======== Vorliegender Text
Coaching-Verträge widerrufen, anfechten oder kündigen: Ihre Rechte als Verbraucher - Musterbrief
- 4 Minuten Lesezeit
In den letzten Jahren boomt der Coaching-Markt. Viele Verbraucher investieren in Online-Coachings, Mentoring-Programme oder Business-Coachings, um sich weiterzubilden oder beruflich voranzukommen. Doch nicht alle Anbieter halten, was sie versprechen. Hohe Kosten, fehlende Leistungen oder unklare Vertragsbedingungen führen oft zu Streitigkeiten. Welche rechtlichen Möglichkeiten gibt es, aus solchen Verträgen herauszukommen?
================
Aufgabenbeschreibung:
Schreiben Sie aus dem Text über Coaching-Verträge den Abschnitt zwischen „Coaching-Verträge widerrufen, anfechten“ und „solchen Verträgen herauszukommen?“, beide eingeschlossen, wortgetreu ab. Die Einträge stammen aus einer anderen Quelle als der Text.
======== Bereitgestellte Einträge
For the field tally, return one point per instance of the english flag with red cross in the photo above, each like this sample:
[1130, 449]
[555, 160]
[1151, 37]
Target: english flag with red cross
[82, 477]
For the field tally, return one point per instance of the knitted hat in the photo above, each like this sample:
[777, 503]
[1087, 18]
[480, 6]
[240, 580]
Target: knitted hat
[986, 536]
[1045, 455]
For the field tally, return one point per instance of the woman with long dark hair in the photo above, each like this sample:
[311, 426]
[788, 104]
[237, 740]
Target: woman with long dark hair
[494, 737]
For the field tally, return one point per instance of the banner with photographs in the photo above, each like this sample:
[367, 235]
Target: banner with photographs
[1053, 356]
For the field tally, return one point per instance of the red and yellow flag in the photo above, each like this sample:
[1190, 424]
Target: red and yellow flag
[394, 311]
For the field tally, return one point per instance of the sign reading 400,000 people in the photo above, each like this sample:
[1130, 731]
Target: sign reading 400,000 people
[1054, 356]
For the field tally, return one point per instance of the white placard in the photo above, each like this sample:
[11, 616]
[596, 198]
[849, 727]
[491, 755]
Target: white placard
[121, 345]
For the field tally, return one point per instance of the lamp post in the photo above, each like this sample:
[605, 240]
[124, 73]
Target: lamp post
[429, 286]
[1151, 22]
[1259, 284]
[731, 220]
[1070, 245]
================
Antwort zur Aufgabe:
Coaching-Verträge widerrufen, anfechten oder kündigen: Ihre Rechte als Verbraucher - Musterbrief
- 4 Minuten Lesezeit
In den letzten Jahren boomt der Coaching-Markt. Viele Verbraucher investieren in Online-Coachings, Mentoring-Programme oder Business-Coachings, um sich weiterzubilden oder beruflich voranzukommen. Doch nicht alle Anbieter halten, was sie versprechen. Hohe Kosten, fehlende Leistungen oder unklare Vertragsbedingungen führen oft zu Streitigkeiten. Welche rechtlichen Möglichkeiten gibt es, aus solchen Verträgen herauszukommen?